# Start of DATA SECTION
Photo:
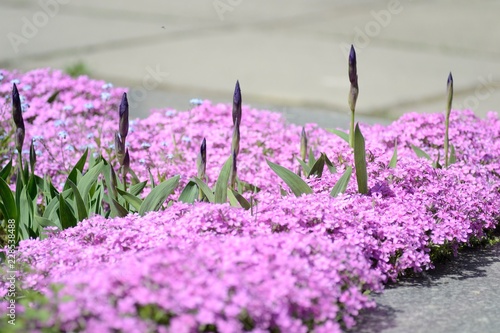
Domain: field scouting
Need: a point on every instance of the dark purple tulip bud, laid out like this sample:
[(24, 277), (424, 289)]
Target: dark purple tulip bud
[(449, 87), (119, 147), (201, 161), (17, 112), (235, 144), (126, 162), (303, 144), (19, 139), (124, 117), (353, 78), (234, 170), (237, 104)]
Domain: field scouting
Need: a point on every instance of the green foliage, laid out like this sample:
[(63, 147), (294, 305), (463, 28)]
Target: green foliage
[(296, 184), (360, 161), (77, 69)]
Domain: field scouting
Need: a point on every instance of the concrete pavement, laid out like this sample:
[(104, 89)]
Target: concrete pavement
[(287, 54), (290, 57)]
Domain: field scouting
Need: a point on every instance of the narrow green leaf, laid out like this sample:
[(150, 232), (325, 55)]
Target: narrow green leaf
[(53, 97), (339, 133), (239, 198), (26, 211), (312, 159), (117, 210), (88, 180), (189, 193), (317, 168), (330, 165), (136, 189), (306, 168), (131, 199), (420, 152), (79, 205), (151, 179), (205, 189), (73, 175), (342, 183), (8, 201), (296, 184), (394, 158), (158, 195), (453, 156), (66, 215), (360, 161), (6, 170), (221, 184)]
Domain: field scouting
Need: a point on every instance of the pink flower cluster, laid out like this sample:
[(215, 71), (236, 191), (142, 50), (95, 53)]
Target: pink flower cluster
[(291, 264)]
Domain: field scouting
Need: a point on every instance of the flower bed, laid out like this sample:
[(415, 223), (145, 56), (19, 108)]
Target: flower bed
[(291, 264)]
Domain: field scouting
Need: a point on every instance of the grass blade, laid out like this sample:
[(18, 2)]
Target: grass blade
[(420, 152), (343, 135), (342, 183), (296, 184), (158, 195), (221, 184), (360, 161)]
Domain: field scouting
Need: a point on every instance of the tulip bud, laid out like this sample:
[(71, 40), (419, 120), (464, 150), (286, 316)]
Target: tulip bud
# End of DATA SECTION
**STATED GOAL:** Rewrite all the entries above, switching every "field scouting" to "garden survey" and keeping everything else unchanged; leave the pictures out.

**PROBLEM SOLUTION:**
Photo:
Domain: garden survey
Need: a point on every instance of the dark purple tulip bud, laid out like this sample:
[(24, 277), (424, 289)]
Target: dark purple tulip bud
[(449, 87), (119, 147), (201, 161), (17, 112), (235, 144), (126, 162), (303, 144), (19, 139), (124, 117), (353, 78), (234, 170), (237, 104)]
Domain: garden survey
Need: a point on every instance of the green foliage, laid out like this sample:
[(63, 147), (294, 305), (463, 28)]
Target: green foliage
[(296, 184), (360, 161), (77, 69)]
Domain: garden survey
Need: a point on every instance of the concrete pavement, laid out like this sample:
[(104, 89)]
Target: concrete pavement
[(287, 54), (290, 57)]
Domain: garden survey
Need: a point on every instance of the narrow green leaf, laid out like this sample:
[(150, 232), (325, 55)]
Target: narrow green leaf
[(53, 97), (339, 133), (239, 198), (26, 211), (312, 159), (117, 210), (88, 180), (189, 193), (317, 168), (330, 165), (136, 189), (306, 168), (131, 199), (420, 152), (79, 205), (151, 179), (205, 189), (73, 175), (342, 183), (8, 201), (296, 184), (394, 158), (158, 195), (453, 156), (66, 215), (360, 161), (6, 170), (221, 184)]
Domain: garden survey
Need: a point on every instance of the pink flower cluster, laid out like this sample:
[(215, 71), (236, 191), (142, 50), (95, 53)]
Target: pink flower cluster
[(291, 264)]
Domain: garden survey
Need: a point on every instance of the flower bed, laid out like this sample:
[(415, 223), (145, 56), (19, 108)]
Target: flower bed
[(291, 264)]
Domain: garden survey
Need: a point on every instance of the grass blade, laid out like this sample:
[(18, 2)]
Target: grass blade
[(420, 152), (343, 135), (342, 183), (296, 184), (158, 195), (221, 184), (360, 161)]
Domain: garden survey
Need: a point on every instance of the tulip bud, laid out like this sample:
[(71, 40), (419, 120), (464, 150), (286, 316)]
Target: tulip bud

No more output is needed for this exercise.